- _Task description_
Copy everything from the line containing "Hey, I was wondering if you could locate the fruit" down to the end of the material below, keeping the requests, and increase every coordinate in the answers by 93.

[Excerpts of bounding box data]
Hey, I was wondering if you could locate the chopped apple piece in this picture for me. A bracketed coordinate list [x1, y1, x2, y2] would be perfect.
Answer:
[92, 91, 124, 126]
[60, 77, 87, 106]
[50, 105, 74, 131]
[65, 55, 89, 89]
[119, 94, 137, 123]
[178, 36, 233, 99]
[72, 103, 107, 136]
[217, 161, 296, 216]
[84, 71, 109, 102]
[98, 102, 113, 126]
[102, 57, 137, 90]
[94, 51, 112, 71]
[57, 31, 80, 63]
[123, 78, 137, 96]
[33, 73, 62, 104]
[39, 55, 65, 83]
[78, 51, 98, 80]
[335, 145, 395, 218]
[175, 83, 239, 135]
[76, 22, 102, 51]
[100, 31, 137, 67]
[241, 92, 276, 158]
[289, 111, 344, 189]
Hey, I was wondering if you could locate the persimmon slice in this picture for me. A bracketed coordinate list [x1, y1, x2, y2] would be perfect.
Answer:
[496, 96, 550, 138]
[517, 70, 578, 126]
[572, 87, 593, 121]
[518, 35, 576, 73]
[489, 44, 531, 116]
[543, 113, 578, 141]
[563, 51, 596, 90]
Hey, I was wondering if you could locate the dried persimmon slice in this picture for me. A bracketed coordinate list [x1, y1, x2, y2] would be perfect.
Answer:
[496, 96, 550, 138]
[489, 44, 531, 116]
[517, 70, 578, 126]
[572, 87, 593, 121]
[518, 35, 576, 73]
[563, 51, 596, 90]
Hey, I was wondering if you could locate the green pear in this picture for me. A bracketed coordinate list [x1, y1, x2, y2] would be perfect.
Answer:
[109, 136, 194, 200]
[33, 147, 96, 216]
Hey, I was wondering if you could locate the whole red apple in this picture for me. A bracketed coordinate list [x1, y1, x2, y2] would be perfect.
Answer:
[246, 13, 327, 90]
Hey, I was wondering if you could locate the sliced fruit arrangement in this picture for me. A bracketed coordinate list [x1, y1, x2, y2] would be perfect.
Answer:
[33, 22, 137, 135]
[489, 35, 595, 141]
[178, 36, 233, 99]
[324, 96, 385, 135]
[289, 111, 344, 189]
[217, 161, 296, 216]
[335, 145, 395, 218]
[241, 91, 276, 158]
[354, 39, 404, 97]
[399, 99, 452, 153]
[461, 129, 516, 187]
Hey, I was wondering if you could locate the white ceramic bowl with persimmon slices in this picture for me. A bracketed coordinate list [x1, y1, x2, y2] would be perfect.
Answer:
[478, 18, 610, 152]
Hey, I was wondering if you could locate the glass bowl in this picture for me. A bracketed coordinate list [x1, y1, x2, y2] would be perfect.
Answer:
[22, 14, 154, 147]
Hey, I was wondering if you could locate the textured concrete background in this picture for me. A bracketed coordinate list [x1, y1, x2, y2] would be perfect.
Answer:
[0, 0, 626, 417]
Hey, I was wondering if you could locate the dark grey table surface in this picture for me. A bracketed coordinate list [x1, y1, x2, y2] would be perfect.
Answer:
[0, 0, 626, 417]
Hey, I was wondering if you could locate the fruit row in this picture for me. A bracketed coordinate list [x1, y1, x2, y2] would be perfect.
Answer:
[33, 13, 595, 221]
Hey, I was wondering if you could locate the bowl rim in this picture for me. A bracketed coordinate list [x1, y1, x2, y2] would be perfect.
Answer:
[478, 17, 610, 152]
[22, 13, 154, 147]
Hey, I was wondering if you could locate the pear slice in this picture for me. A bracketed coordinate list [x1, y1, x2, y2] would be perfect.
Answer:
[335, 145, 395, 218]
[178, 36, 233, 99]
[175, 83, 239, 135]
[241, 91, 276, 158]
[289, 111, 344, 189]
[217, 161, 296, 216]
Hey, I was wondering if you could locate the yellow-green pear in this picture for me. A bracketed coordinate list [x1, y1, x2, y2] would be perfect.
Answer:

- _Answer_
Hey, I was wondering if you could locate the fruit row in this picture for me. A bracketed coordinate list [x1, y1, x2, y2] would be perfect.
Answer:
[126, 106, 688, 314]
Hey, I was wondering if you could locate the bowl rim in this picture for me. A bracketed coordinate list [x1, y1, x2, y2] would be perfect.
Answer:
[571, 110, 703, 245]
[115, 106, 247, 240]
Hey, I was wondering if you could locate the pear slice in this picture for me. A bracketed coordinate list [x1, y1, x2, y2] would be perfect.
Answer:
[428, 238, 488, 311]
[271, 129, 326, 192]
[268, 176, 332, 228]
[334, 184, 369, 251]
[382, 204, 437, 282]
[310, 254, 389, 309]
Hey, I was wondering if you could locate the yellow-green pear in this picture for me. A bracketed coordinate list [x1, y1, x2, y2] would be perfect.
Answer:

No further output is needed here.